WHAT TO PRODUCE:
Beginning with the line that holds "Question. The photo above holds the granite", set down each line of the data below through the very last, exactly as given, and nothing beyond that.

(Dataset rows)
——————

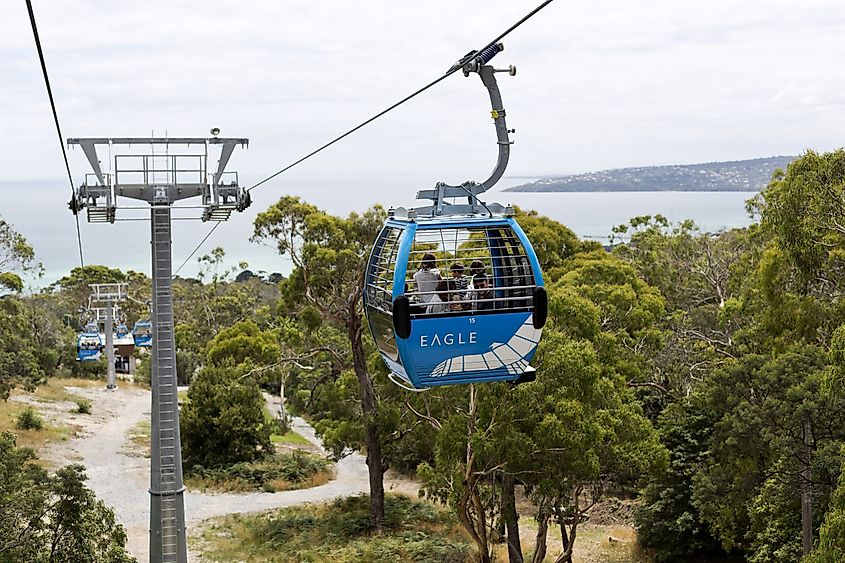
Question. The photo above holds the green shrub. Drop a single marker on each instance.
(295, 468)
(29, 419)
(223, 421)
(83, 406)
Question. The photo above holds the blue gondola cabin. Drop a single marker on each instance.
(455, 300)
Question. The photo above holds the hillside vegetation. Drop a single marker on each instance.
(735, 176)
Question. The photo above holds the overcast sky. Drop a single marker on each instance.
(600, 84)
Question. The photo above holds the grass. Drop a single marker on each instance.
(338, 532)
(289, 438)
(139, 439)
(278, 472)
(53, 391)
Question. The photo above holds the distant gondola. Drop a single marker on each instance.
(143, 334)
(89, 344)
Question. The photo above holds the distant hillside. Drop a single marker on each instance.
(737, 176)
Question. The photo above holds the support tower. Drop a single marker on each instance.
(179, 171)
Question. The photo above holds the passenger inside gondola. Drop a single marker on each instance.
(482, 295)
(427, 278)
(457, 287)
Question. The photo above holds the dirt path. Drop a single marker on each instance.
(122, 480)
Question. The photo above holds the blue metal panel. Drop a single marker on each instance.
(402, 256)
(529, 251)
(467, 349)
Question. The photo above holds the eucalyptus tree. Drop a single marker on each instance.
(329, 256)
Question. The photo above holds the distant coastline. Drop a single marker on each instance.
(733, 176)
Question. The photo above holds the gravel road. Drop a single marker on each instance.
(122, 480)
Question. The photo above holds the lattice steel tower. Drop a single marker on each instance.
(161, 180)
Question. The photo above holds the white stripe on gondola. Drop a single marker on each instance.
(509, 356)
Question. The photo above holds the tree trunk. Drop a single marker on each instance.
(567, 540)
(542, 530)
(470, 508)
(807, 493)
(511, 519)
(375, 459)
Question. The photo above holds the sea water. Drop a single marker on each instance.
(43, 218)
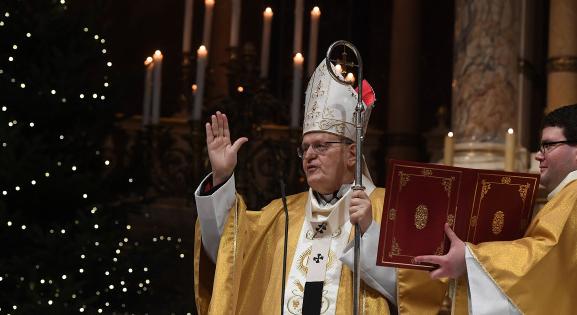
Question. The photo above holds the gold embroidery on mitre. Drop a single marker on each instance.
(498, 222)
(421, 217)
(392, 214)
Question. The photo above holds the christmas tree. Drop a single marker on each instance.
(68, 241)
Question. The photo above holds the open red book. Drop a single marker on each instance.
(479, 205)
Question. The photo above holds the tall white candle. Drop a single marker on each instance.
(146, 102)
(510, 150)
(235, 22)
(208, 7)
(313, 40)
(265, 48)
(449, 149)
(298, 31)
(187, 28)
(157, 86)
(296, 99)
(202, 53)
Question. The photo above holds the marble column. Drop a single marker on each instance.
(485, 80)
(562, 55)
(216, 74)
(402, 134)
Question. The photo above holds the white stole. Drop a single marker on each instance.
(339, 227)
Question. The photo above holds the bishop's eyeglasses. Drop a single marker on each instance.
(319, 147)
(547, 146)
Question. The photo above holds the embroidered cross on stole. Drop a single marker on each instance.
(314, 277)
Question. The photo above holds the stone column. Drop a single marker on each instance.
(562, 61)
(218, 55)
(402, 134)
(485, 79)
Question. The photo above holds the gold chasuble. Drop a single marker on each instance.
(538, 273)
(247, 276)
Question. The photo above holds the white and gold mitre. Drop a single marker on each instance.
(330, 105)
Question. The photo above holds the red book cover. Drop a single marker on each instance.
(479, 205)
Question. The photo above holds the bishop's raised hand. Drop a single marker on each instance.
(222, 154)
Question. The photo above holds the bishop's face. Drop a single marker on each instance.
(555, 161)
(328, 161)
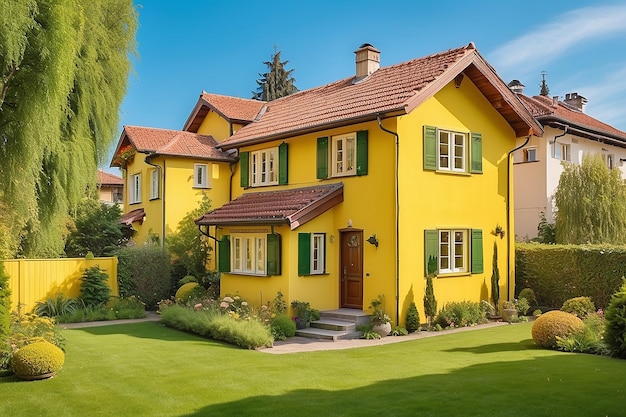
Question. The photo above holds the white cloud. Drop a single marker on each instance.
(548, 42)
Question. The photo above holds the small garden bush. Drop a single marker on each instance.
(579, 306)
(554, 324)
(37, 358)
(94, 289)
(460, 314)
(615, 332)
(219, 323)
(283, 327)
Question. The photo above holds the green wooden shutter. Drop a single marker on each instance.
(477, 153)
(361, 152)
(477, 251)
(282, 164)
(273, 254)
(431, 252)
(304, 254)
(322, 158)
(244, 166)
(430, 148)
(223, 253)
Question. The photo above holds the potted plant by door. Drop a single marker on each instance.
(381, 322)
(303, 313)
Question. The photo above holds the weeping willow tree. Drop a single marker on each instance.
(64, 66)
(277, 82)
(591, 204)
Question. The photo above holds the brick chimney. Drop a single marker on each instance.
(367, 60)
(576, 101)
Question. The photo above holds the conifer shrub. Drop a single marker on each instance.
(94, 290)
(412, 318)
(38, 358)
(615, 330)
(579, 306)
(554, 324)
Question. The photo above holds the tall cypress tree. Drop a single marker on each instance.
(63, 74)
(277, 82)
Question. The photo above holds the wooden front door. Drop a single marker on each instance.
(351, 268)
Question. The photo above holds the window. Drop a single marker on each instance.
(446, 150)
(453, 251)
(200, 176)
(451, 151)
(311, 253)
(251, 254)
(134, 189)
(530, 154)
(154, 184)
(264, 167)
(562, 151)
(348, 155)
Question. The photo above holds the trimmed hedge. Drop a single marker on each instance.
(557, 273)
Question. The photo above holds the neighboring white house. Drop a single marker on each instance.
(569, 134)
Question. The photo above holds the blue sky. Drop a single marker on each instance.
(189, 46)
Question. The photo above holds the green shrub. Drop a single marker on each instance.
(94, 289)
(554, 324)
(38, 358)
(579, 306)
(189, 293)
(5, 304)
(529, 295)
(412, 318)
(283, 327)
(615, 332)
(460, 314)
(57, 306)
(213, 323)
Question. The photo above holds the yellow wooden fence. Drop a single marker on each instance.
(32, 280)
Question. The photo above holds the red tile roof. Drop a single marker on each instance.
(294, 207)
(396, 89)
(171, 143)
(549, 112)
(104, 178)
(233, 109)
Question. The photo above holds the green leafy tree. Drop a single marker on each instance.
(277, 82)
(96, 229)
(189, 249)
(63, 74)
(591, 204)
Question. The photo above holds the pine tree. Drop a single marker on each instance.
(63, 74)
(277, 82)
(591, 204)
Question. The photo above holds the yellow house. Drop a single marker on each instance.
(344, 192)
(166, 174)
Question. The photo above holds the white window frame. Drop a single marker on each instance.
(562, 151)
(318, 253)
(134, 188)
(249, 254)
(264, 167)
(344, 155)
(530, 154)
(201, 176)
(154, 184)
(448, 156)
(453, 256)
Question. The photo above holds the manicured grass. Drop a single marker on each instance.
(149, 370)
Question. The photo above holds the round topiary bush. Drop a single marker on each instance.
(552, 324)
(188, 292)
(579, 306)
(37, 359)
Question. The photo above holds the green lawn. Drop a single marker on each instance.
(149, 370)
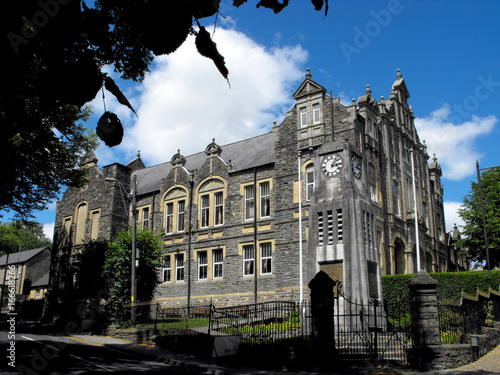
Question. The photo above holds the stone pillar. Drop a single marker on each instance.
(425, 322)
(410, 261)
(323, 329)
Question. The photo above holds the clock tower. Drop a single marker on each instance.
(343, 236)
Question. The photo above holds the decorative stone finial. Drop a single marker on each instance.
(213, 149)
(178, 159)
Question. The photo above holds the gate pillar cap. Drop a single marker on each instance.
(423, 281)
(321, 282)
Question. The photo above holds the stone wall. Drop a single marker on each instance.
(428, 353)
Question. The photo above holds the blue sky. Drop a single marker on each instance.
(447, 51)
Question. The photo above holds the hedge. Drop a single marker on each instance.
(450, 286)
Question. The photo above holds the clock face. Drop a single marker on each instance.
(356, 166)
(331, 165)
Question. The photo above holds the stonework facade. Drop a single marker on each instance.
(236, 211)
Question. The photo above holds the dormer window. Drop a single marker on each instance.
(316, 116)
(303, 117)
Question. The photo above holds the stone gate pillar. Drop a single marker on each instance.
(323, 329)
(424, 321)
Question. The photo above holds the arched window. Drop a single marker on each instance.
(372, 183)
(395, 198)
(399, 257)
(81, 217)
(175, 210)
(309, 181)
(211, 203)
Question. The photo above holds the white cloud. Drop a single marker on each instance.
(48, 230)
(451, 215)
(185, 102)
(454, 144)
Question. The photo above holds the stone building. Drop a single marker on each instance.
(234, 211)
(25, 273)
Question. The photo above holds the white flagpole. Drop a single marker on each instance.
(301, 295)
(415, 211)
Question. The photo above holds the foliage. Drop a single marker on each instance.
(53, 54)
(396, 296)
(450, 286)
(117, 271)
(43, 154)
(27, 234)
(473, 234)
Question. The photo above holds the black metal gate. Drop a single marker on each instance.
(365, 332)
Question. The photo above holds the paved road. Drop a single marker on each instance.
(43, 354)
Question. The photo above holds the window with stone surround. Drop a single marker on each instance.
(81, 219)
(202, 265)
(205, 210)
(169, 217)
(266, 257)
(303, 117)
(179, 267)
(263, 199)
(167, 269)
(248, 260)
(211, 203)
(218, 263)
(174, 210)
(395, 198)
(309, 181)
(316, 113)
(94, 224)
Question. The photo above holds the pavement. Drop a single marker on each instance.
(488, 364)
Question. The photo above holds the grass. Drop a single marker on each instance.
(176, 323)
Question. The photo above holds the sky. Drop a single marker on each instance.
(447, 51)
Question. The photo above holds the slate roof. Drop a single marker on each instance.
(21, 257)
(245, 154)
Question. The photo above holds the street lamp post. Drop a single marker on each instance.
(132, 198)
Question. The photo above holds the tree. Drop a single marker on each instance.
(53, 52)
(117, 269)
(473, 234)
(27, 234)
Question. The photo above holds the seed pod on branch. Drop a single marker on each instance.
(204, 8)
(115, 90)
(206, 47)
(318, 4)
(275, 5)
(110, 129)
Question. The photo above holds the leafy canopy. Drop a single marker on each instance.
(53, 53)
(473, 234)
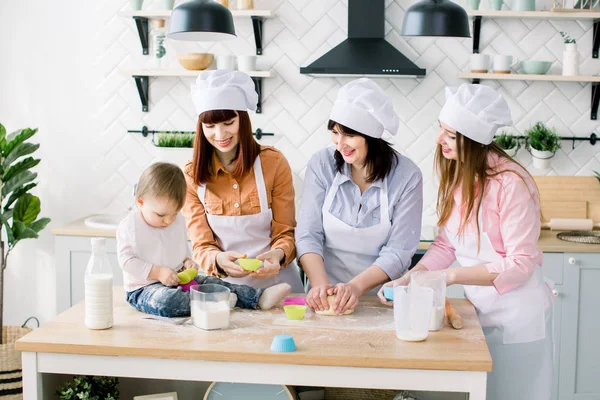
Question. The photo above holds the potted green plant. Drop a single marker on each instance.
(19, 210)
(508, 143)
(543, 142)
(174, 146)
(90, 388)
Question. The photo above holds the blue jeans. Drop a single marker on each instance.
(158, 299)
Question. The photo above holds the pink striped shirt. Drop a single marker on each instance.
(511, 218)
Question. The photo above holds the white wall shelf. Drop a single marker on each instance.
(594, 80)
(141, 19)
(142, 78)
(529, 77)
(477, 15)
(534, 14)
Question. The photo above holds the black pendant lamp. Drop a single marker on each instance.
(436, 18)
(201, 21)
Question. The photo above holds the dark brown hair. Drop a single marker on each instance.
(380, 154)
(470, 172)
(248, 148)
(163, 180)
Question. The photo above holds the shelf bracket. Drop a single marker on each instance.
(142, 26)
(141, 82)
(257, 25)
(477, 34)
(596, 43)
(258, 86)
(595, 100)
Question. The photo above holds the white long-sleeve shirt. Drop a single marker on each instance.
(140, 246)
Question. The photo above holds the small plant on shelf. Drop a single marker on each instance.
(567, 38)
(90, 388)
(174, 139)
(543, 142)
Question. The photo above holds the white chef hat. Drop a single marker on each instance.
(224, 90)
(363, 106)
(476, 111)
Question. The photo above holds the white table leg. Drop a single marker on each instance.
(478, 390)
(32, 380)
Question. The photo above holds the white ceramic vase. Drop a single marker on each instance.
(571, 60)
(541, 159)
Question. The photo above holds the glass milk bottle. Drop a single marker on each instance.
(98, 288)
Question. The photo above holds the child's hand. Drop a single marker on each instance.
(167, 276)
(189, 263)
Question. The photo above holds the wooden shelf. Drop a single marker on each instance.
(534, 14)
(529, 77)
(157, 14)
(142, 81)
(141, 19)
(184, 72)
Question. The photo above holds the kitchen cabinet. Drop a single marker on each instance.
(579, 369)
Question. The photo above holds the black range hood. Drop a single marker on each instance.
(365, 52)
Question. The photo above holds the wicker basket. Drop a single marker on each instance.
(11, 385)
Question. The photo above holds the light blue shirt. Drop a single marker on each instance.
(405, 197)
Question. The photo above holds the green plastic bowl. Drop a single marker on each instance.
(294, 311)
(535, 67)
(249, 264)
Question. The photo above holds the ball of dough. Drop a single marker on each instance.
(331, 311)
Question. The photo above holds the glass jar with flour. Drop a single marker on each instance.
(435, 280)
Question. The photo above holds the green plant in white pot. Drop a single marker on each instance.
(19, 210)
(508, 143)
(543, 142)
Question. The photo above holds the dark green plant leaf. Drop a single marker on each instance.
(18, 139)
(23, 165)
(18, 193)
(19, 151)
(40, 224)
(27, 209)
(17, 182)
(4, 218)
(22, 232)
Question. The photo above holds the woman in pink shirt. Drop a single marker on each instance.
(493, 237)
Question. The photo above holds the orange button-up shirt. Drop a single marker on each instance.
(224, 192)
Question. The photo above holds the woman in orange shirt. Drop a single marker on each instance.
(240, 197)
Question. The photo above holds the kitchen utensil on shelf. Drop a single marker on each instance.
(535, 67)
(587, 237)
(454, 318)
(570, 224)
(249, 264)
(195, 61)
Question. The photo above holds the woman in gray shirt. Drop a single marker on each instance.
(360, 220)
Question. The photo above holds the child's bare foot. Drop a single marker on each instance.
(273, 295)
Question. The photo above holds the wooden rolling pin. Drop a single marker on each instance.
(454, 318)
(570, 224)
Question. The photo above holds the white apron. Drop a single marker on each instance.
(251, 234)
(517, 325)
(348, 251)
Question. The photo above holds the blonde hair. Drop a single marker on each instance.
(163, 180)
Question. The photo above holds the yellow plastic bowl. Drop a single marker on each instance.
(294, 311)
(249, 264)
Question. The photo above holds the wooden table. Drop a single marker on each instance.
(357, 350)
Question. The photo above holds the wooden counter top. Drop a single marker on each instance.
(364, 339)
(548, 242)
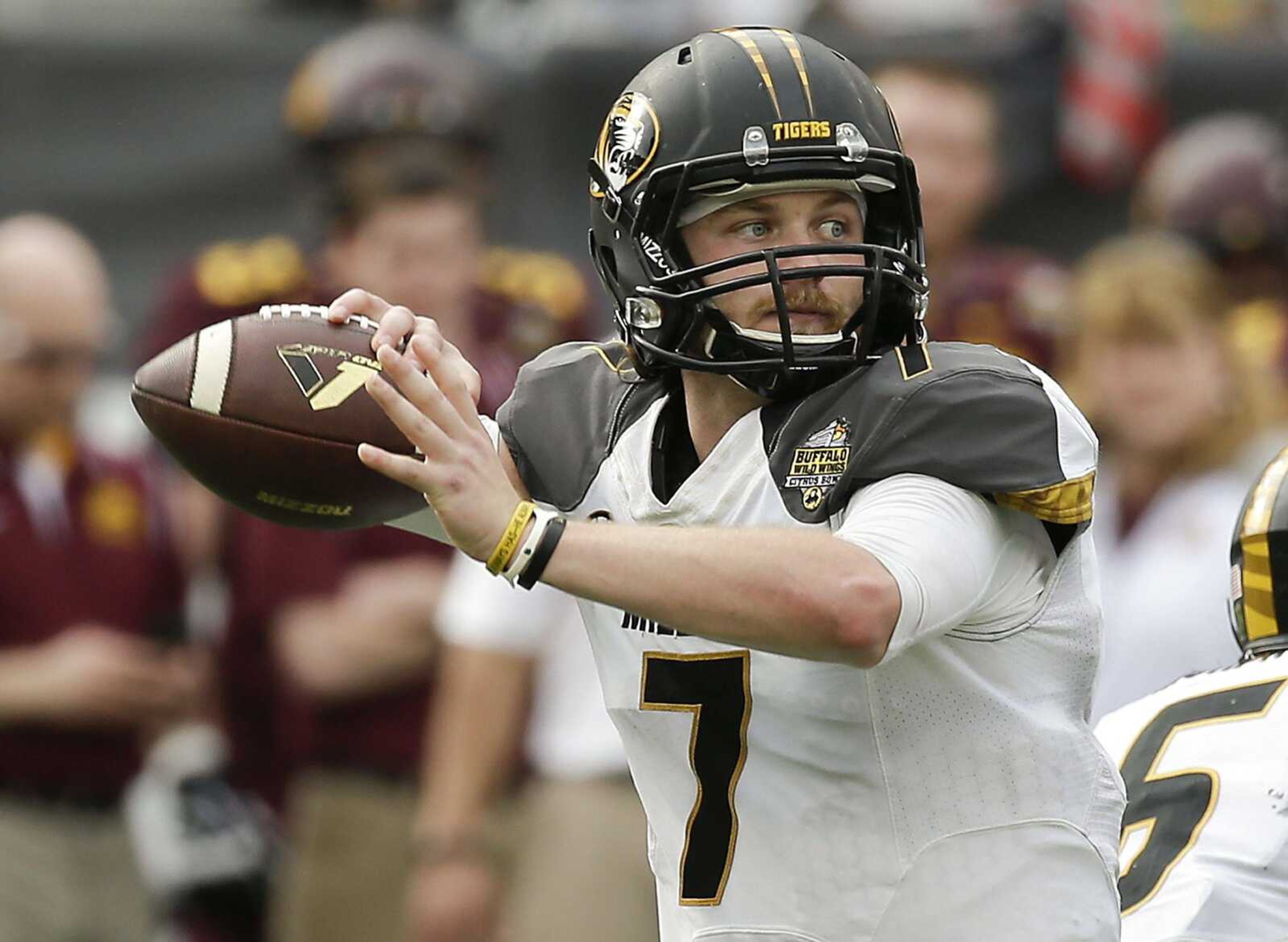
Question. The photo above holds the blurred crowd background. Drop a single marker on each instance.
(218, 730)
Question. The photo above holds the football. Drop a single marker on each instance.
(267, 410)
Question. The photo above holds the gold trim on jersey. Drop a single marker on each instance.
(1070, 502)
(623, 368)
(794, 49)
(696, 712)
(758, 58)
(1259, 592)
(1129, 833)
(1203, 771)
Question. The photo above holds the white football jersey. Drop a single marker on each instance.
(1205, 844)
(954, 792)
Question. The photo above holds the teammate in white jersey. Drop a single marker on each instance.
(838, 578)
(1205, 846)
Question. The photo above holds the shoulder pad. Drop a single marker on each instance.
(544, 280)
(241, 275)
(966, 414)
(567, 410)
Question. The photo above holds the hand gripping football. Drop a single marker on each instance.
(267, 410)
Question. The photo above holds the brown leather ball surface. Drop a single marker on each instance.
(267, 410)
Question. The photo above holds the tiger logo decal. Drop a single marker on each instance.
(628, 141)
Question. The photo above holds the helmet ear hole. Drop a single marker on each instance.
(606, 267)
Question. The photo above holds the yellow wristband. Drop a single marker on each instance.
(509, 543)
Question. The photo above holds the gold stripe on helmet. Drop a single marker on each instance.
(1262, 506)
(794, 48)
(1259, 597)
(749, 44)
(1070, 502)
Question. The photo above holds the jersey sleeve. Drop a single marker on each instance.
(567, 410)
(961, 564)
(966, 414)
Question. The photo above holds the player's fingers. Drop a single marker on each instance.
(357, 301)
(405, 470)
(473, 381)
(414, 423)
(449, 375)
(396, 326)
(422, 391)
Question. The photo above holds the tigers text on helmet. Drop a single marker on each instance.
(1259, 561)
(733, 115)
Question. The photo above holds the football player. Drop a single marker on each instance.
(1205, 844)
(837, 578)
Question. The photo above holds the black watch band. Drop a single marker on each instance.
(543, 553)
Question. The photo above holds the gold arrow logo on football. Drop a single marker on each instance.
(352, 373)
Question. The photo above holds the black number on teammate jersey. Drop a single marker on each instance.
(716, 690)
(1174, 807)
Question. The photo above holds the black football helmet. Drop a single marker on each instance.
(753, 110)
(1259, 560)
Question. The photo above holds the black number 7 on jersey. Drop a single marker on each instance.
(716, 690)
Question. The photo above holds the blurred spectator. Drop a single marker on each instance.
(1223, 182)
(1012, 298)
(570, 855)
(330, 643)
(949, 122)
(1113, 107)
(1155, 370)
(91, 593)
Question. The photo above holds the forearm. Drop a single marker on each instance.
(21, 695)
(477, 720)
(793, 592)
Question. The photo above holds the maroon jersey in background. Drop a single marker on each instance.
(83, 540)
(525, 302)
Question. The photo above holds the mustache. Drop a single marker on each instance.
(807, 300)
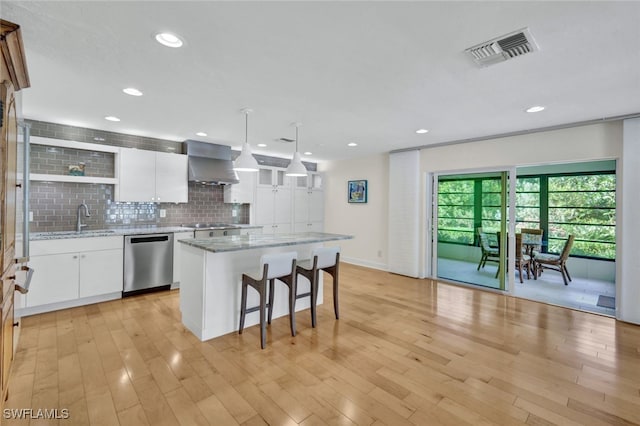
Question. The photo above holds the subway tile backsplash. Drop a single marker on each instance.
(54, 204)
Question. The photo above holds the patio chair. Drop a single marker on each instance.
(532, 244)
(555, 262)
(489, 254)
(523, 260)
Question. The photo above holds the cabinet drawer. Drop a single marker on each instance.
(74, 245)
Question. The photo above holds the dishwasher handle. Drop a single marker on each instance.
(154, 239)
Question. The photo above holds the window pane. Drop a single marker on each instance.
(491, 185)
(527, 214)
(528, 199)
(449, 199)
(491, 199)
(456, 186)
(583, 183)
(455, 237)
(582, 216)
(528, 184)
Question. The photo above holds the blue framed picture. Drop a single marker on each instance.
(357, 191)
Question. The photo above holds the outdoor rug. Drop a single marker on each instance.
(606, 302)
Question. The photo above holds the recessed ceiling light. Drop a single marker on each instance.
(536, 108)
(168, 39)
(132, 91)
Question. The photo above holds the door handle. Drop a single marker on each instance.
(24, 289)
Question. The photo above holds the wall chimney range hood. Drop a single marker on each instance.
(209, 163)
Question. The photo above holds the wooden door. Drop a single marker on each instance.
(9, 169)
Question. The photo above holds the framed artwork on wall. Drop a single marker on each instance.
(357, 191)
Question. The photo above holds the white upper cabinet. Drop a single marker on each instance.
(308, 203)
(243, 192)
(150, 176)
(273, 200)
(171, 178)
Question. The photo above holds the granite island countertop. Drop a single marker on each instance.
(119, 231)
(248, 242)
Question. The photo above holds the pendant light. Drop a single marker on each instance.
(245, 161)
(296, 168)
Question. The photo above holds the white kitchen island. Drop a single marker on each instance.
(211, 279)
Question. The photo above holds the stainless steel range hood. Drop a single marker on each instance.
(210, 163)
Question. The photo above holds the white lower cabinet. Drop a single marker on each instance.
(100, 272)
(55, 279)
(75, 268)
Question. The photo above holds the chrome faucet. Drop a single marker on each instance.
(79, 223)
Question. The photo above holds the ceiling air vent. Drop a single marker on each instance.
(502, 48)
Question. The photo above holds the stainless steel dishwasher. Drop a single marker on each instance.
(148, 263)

——————

COMPLETE OUTPUT:
Question. The photo above holds the granite island countertop. Drop a single marker on each instance.
(119, 231)
(248, 242)
Question. The photo above holds the pendant light. Drop a single marker on each instance.
(245, 161)
(296, 168)
Question. The photo above holds the white kitchen island. Drop a single marker on each instance.
(211, 279)
Question. The photo above holds the stainless steel range hood. Drop a single marker on each instance.
(210, 163)
Question. The photo above holds the white lower cabinet. Drop a single marker on each instance.
(100, 272)
(55, 279)
(75, 268)
Question. The photo above holds the chrome faucet. Drop a single marker on each instance.
(79, 223)
Question. The photo above holds the ceiling air vent. Drop a single marker on each instance.
(502, 48)
Question. The photo above holds the stainless steel dishwasher. Drop a single marker on each instance.
(148, 263)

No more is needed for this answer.